=== EXERCISE DIRECTIONS ===
Transcribe the portion of the meditation article that opens with the words containing "Meditation has been" and closes with "mental health problems.".

Meditation has been used for centuries, but its benefits have been primarily anecdotal, whether it's a Tibetan monk blocking out pain to walk across hot coals or a college student meditating to cope with the loss of a loved one.
Now, researchers at Johns Hopkins University have applied scientific analysis to the practice and found that mindfulness meditation programs, which promote heightened awareness, can help with common mental health problems.
The study, published in the journal JAMA Internal Medicine, found measurable evidence of improvement in anxiety, depression, pain, and stress after eight weeks of treatment.
“For example, the effect size for the effect on depression was 0.3, which is what would be expected with the use of an anti-depressant,” the researchers said.
To come to these conclusions, researchers evaluated existing studies on meditation and rated them based on scientific standards of bias risk, precision, directness, and consistency. In the end, they analyzed 47 randomized clinical trials with a total of 3,515 participants.
Dr. Kevin Barrows, director of mindfulness programs at the University of California, San Francisco’s Osher Center for Integrative Medicine, said the study’s findings were “not surprising, but affirming.” He said that meditation often receives unfair criticism because studies on its effectiveness do not always meet the rigorous scientific standard of research.
“This a refutation of that,” Barrows, who was not involved in the JAMA study, told Healthline. “This is a scientifically rigorous study. It does corroborate the efficacy of mindfulness.”
What Is Mindfulness Meditation?
Mindfulness meditation, or vipassana, involves periods of time spent becoming more aware of one’s body and surroundings. It can be as simple as counting your breaths with your eyes closed, but to get the full benefits, it takes practice.
The goal of this kind of meditation is to simply be aware of the full circumstances of being alive.
In the book Mindfulness in Plain English, the Ven. Henepola Gunaratana, a Buddhist monk from Sri Lanka, writes that the goal of meditation is not to change the world around us, but to control our reaction to it.
“Vipassana is a form of mental training that will teach you to experience the world in an entirely new way. You will learn for the first time what is truly happening to you, around you, and within you,” Gunaratana wrote. “It is a process of self-discovery, a participatory investigation in which you observe your own experiences while participating in them, and as they occur.”

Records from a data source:
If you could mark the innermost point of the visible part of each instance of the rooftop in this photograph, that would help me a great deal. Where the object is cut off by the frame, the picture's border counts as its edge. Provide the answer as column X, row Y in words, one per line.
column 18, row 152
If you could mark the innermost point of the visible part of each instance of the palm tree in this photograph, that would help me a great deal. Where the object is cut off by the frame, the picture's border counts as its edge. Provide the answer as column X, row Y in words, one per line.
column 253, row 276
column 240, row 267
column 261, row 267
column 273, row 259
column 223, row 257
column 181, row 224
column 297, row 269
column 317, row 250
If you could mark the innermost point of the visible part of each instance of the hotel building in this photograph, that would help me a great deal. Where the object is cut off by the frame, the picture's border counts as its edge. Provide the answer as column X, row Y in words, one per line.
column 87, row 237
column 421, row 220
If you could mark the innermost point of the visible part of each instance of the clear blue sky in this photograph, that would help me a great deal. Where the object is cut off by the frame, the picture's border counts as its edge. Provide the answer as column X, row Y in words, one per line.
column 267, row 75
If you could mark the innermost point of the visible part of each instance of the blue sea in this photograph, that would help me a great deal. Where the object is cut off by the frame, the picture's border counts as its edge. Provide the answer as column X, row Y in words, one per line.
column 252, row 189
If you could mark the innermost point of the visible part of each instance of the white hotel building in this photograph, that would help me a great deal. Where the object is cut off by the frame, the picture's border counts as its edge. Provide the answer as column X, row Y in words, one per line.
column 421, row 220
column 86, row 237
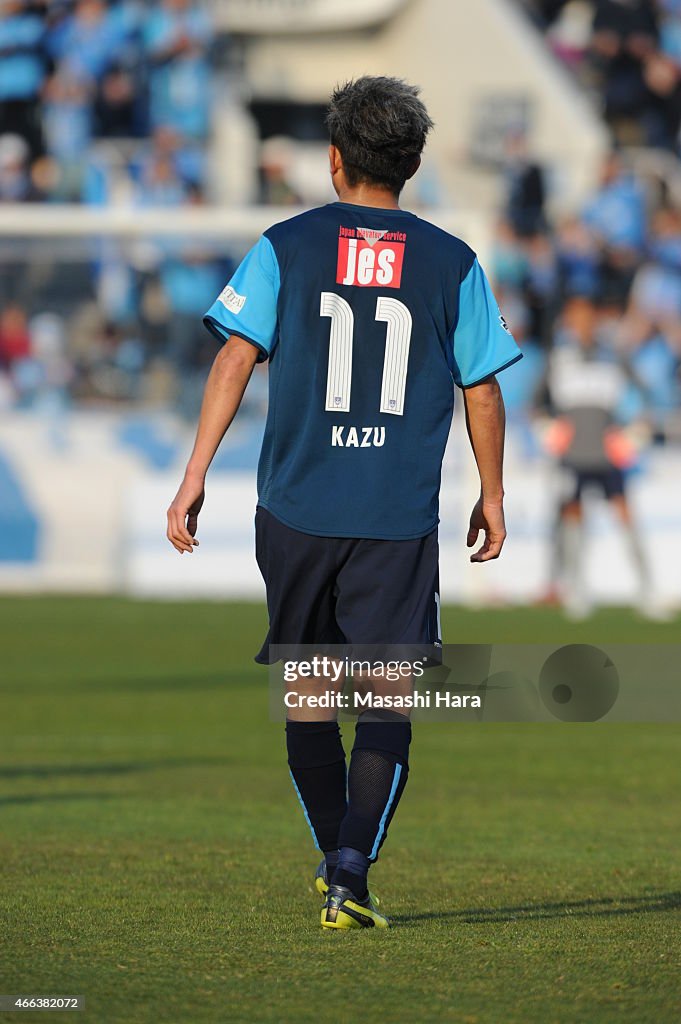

=== SOLUTION ===
Meditation has been used for centuries, but its benefits have been primarily anecdotal, whether it's a Tibetan monk blocking out pain to walk across hot coals or a college student meditating to cope with the loss of a loved one.
Now, researchers at Johns Hopkins University have applied scientific analysis to the practice and found that mindfulness meditation programs, which promote heightened awareness, can help with common mental health problems.